◆ Passage provided
····················
Warragamba Dam auxiliary spillway

Warragamba Dam auxiliary spillway

Warragamba Dam auxiliary spillway

The auxiliary spillway was built to divert excess floodwaters around Warragamba Dam.

Planning for extreme floods

Warragamba Dam and Lake Burragorang is one of the largest domestic water supply storages in the world.

Warragamba Dam was originally designed and built to withstand floods with an estimated 1 in 1,000 chance of occurring in any one year, i.e. a 1:1,000 Annual Exceedance Probability (AEP), estimated at the time of dam design and construction. For context, the largest recorded flood in the Hawkesbury-Nepean River in 1867 had an estimated 1:100 AEP.

In the years post dam construction, the methods for estimating the magnitude of rare rainfall and flood events have improved.
····················
◆ Listed entries
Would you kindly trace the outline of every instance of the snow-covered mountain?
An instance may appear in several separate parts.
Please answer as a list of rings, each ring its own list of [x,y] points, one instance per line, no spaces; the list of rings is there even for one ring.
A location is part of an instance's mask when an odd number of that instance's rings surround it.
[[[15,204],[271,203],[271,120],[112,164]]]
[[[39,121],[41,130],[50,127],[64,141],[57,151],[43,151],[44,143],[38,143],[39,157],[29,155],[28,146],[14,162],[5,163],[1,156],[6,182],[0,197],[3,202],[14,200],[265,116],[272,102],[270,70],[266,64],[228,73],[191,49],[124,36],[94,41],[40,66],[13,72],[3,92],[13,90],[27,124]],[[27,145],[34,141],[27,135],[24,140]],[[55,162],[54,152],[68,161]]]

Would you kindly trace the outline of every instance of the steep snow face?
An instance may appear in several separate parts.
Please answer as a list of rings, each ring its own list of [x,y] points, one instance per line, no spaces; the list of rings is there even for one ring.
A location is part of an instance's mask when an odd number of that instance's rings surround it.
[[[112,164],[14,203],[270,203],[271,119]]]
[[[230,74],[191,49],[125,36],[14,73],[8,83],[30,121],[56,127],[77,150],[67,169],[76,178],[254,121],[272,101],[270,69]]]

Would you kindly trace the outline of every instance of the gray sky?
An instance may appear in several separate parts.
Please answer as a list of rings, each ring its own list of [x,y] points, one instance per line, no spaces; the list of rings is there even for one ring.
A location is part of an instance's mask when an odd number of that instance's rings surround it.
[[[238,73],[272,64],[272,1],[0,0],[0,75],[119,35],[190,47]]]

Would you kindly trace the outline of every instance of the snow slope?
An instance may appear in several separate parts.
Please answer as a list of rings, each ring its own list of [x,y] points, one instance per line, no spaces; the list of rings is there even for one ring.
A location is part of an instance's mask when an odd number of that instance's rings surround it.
····················
◆ Exercises to complete
a) Please reproduce everything in the Warragamba Dam page from "Planning for extreme" down to "estimated 1:100 AEP.", switching "Lake Burragorang" to "its reservoir".
b) According to the Warragamba Dam page, in what year did the largest recorded flood in the Hawkesbury-Nepean River occur?
c) Using the Warragamba Dam page, explain why the auxiliary spillway was built.

◆ Per-task outputs
a)
Planning for extreme floods

Warragamba Dam and its reservoir is one of the largest domestic water supply storages in the world.

Warragamba Dam was originally designed and built to withstand floods with an estimated 1 in 1,000 chance of occurring in any one year, i.e. a 1:1,000 Annual Exceedance Probability (AEP), estimated at the time of dam design and construction. For context, the largest recorded flood in the Hawkesbury-Nepean River in 1867 had an estimated 1:100 AEP.

b) 1867.

c) The auxiliary spillway was built to divert excess floodwaters around Warragamba Dam.